»»

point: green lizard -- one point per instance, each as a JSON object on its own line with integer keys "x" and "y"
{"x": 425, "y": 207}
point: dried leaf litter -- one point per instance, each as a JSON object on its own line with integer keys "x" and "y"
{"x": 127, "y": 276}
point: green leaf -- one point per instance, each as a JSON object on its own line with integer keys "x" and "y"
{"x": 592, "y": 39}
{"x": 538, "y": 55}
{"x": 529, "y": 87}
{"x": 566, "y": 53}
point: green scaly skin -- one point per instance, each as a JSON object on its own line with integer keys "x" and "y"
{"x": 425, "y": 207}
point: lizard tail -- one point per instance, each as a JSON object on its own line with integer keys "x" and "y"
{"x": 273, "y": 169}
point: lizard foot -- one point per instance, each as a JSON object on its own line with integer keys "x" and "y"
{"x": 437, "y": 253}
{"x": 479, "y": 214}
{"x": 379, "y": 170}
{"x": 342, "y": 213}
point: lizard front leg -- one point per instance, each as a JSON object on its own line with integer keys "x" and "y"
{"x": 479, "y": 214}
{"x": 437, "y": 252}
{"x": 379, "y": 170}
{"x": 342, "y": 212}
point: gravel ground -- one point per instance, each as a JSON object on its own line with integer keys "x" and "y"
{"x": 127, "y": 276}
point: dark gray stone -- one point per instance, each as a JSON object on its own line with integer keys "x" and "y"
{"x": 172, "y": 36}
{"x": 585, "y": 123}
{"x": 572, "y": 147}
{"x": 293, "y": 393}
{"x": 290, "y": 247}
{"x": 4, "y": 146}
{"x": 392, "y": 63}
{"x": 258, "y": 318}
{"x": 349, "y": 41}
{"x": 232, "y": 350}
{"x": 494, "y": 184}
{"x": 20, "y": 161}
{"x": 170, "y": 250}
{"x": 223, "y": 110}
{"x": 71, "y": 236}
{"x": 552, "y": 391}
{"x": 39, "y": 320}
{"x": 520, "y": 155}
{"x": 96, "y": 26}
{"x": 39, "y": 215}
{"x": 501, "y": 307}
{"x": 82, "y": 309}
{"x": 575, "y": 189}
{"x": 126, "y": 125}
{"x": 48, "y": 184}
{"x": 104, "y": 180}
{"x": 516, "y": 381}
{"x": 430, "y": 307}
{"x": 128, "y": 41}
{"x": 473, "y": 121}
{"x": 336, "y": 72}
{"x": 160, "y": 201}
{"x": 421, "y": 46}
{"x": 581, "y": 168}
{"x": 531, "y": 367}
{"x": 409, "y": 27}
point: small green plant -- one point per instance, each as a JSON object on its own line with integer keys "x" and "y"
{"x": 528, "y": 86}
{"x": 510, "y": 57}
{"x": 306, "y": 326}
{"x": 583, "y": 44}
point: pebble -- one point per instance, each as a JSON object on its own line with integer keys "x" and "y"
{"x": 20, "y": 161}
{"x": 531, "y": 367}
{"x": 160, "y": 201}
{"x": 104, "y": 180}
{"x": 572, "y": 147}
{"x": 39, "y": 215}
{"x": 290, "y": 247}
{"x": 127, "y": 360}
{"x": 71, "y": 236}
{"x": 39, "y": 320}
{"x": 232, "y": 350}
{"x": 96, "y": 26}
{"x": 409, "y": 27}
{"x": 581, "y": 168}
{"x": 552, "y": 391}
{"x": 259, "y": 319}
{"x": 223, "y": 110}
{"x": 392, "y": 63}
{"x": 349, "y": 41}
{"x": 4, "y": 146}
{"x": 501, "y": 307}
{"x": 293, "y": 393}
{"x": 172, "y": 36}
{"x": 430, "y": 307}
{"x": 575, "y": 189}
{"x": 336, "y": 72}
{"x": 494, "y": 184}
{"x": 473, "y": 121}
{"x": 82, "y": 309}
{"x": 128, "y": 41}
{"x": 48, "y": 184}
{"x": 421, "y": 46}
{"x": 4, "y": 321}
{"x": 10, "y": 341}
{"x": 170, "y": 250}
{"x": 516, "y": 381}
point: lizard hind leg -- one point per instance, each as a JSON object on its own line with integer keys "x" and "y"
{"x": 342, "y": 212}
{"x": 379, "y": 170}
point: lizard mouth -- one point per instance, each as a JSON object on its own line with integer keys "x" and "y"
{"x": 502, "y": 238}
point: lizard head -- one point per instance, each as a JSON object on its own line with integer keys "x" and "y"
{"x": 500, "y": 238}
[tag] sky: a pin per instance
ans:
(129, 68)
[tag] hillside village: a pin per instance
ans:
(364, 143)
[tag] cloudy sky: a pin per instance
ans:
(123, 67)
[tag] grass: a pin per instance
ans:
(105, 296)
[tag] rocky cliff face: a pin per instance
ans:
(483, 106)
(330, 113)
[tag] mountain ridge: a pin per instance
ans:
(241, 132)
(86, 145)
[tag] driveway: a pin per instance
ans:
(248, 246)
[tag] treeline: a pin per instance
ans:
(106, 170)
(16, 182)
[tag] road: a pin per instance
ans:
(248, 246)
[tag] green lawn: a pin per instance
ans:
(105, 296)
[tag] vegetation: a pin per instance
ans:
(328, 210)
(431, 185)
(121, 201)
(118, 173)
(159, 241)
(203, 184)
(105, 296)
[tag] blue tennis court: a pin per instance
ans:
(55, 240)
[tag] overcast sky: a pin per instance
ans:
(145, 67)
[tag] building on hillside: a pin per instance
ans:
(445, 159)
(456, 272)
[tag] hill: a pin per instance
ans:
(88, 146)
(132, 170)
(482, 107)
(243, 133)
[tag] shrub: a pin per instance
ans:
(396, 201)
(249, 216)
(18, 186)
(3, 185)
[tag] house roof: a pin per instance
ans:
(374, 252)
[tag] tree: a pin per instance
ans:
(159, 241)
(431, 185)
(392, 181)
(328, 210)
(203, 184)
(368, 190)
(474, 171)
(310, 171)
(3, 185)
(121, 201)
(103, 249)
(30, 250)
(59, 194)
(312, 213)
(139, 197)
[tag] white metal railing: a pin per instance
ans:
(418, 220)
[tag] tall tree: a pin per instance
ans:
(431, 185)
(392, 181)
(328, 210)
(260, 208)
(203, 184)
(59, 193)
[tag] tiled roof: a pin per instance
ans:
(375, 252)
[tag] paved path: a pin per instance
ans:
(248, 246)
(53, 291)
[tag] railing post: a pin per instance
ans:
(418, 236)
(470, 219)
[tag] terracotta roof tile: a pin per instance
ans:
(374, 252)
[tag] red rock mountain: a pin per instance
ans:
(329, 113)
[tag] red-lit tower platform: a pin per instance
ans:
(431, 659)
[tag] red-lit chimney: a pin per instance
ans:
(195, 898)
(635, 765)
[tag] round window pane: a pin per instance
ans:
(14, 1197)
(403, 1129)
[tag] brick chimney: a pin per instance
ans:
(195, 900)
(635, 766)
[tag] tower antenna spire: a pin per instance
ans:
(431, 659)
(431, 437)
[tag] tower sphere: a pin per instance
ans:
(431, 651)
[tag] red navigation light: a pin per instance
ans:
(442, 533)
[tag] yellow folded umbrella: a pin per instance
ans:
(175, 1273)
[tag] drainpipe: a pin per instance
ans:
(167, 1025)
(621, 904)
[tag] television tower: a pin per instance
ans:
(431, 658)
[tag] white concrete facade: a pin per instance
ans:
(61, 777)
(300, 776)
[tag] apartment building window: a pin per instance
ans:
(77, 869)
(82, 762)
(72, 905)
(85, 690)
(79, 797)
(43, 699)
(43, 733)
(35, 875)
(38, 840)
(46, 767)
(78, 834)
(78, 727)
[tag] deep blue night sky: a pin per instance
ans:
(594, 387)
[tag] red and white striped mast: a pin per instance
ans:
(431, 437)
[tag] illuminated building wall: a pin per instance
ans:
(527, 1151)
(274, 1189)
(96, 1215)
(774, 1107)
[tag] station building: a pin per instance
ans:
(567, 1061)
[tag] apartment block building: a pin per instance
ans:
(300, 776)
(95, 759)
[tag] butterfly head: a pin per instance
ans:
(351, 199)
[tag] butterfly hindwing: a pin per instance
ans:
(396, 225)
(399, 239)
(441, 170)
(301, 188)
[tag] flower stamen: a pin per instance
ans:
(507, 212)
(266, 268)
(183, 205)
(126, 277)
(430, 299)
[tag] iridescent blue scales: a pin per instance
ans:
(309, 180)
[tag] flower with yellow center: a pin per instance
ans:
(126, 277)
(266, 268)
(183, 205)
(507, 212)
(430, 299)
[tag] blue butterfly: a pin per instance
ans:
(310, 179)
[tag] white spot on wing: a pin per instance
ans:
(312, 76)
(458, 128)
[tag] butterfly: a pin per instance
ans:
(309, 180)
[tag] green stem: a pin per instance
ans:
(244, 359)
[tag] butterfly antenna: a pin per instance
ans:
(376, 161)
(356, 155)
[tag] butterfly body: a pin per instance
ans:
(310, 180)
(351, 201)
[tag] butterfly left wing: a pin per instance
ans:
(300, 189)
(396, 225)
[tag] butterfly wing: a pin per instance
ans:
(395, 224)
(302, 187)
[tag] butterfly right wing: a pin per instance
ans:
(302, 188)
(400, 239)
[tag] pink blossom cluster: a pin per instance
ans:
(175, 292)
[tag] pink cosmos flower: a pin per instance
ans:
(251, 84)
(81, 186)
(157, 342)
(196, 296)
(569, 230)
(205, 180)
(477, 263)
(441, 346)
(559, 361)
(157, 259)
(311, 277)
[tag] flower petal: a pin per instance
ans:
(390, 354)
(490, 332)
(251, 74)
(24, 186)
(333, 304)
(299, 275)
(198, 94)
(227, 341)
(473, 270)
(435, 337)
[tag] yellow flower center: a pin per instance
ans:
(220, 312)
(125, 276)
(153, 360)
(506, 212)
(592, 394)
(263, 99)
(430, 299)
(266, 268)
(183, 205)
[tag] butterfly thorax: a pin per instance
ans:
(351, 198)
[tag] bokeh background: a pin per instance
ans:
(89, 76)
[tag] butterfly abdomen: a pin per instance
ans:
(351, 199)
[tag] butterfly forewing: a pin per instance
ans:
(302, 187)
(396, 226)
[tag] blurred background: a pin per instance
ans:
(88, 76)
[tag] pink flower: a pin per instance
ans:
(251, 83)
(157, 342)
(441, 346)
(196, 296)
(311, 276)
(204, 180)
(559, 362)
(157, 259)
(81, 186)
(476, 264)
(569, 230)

««

» **Written task**
Write out the lines unchanged, starting with the line that contains "[tag] blurred background: a pin per instance" and going on through the very last line above.

» **Full response**
[tag] blurred background: a pin per instance
ans:
(88, 76)
[tag] pink flower: a pin per instance
ans:
(251, 83)
(157, 342)
(441, 346)
(196, 296)
(311, 276)
(204, 180)
(559, 362)
(157, 259)
(81, 186)
(476, 264)
(569, 230)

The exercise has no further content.